↓

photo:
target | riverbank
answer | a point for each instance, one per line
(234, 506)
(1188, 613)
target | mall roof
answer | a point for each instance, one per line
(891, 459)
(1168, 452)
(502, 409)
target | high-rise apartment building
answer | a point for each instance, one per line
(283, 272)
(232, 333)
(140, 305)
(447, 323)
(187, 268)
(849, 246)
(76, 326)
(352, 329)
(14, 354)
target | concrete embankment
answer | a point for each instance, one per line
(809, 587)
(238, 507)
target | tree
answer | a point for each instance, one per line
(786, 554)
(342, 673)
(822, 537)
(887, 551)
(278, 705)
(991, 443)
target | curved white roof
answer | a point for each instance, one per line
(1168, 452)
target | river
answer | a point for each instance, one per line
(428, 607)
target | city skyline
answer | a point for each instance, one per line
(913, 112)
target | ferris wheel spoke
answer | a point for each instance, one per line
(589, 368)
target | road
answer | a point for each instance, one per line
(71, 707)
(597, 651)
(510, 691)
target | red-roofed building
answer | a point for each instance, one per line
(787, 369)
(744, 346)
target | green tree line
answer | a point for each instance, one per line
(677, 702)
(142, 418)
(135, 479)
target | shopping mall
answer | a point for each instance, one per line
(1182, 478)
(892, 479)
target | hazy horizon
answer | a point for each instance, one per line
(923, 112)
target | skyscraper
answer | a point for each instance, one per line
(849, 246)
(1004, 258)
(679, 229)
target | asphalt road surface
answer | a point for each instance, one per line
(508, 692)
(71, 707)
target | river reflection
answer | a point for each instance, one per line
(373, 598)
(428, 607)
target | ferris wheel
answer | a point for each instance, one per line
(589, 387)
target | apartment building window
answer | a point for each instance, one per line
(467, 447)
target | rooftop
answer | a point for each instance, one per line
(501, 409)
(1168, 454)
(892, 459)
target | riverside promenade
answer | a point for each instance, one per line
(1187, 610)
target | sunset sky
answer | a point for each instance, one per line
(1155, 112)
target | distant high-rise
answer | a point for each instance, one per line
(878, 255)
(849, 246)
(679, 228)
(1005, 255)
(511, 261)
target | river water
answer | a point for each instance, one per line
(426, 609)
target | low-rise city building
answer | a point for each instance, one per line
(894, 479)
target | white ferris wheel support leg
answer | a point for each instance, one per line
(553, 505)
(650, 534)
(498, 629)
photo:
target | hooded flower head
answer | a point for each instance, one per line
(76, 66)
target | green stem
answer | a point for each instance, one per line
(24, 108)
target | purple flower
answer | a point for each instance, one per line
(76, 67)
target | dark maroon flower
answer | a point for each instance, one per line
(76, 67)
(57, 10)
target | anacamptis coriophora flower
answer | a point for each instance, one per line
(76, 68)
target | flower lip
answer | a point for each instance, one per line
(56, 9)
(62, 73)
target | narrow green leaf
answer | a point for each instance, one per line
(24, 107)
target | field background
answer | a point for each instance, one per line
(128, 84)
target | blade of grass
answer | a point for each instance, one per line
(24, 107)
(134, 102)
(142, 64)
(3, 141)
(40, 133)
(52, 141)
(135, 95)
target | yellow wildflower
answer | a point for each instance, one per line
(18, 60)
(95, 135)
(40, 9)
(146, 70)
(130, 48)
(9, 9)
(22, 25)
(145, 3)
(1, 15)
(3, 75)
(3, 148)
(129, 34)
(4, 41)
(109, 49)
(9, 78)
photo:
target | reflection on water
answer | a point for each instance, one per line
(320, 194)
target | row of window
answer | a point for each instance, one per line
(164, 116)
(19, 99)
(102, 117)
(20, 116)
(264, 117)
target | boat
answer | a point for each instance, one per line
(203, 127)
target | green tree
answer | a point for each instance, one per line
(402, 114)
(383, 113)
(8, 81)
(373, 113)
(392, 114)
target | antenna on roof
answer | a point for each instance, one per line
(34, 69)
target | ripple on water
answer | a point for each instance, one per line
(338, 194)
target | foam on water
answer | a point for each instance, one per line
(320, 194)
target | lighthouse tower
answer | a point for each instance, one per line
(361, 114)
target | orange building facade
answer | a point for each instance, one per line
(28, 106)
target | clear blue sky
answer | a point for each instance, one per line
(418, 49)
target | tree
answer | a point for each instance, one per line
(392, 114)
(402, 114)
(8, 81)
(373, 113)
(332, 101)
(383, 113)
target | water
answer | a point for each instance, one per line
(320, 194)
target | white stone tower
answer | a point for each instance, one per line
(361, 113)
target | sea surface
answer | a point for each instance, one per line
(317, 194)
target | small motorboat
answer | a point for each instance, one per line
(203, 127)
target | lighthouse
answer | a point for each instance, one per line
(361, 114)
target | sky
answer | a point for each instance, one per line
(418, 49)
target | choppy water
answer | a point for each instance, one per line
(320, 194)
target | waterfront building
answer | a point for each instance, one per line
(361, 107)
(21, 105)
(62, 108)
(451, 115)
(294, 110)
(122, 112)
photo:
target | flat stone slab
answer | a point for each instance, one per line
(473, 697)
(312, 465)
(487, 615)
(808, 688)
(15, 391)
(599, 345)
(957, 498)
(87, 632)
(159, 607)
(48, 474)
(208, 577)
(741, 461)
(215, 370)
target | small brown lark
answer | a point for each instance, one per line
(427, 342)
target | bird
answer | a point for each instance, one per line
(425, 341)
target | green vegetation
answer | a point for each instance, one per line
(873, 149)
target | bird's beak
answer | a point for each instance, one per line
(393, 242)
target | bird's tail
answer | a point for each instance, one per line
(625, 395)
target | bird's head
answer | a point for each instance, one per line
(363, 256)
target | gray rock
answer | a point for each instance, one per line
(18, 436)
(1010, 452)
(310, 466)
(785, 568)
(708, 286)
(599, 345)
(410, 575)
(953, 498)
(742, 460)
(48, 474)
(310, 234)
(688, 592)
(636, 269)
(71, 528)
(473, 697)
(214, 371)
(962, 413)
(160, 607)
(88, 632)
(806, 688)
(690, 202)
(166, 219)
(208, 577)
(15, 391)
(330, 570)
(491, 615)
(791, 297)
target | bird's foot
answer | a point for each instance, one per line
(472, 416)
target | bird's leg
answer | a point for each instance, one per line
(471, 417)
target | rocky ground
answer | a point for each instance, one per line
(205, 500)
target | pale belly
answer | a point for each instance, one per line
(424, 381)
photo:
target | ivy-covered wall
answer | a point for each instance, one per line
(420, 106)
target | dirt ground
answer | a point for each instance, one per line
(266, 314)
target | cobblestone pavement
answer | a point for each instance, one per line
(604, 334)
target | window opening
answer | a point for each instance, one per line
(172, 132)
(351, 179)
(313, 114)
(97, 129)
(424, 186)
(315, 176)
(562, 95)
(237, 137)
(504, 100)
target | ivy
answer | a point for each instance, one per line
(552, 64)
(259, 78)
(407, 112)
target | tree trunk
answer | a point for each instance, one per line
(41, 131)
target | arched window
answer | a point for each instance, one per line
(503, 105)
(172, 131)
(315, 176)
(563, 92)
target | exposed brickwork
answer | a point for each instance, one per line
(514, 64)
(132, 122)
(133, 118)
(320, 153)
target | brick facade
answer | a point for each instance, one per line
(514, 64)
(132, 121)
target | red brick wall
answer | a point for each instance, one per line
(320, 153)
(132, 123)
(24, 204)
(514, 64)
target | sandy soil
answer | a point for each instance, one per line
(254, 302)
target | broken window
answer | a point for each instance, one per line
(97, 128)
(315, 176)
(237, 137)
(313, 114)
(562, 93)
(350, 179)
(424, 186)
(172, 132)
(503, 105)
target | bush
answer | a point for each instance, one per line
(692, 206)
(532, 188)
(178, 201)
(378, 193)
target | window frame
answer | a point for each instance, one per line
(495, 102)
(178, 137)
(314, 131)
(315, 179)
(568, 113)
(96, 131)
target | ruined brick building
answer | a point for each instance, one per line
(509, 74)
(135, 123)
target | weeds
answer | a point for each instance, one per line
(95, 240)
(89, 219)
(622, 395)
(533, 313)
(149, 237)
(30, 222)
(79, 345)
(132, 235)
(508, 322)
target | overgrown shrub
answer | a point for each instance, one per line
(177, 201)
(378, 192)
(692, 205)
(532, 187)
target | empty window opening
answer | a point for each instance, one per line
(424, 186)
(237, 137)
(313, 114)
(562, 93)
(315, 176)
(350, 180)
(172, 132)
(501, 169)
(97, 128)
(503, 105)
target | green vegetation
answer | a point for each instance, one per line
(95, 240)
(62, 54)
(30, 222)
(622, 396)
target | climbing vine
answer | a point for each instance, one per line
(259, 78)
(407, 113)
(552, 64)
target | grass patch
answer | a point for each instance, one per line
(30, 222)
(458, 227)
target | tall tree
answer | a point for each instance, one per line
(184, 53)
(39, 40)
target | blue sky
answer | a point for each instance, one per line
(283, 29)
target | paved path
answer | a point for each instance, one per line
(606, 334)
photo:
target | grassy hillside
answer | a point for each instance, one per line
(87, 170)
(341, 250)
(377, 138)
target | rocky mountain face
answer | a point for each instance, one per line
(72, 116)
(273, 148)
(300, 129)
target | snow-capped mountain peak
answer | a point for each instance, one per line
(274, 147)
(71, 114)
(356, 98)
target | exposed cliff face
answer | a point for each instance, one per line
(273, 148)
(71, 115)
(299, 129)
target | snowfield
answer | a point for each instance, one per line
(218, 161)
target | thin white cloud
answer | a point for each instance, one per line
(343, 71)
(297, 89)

↑

◆ Assigned task: From the records above, reproduce exactly the lines from the one with "target | high-rise apartment building" to the one with "target | asphalt road surface", both included, and no others.

◆ Output for this exercise:
target | high-rise apartment building
answer | a point for each instance, one per line
(283, 272)
(232, 333)
(140, 305)
(447, 323)
(187, 268)
(849, 246)
(76, 326)
(352, 329)
(14, 354)
target | concrete embankment
answer | a point for each instance, one per line
(809, 587)
(238, 507)
target | tree
answer | a point for each instance, one per line
(786, 554)
(342, 673)
(822, 537)
(887, 551)
(278, 705)
(991, 443)
target | curved white roof
answer | a point for each instance, one per line
(1168, 452)
target | river
answer | a point for each instance, one per line
(428, 607)
target | city skyline
answer | a point for each instance, one per line
(913, 112)
target | ferris wheel spoke
answer | a point for each instance, one per line
(589, 368)
target | road
answer | a point for each instance, one per line
(71, 707)
(597, 651)
(510, 691)
target | red-roofed building
answer | a point for each instance, one per line
(787, 369)
(744, 346)
target | green tree line
answer | a point for each instance, one per line
(677, 702)
(142, 418)
(135, 479)
target | shopping mall
answer | a point for each instance, one per line
(1182, 478)
(892, 479)
target | hazy horizon
answer | a point for each instance, one per line
(923, 112)
target | skyscraper
answer | a point for each instance, one per line
(849, 246)
(1004, 258)
(679, 229)
target | asphalt road surface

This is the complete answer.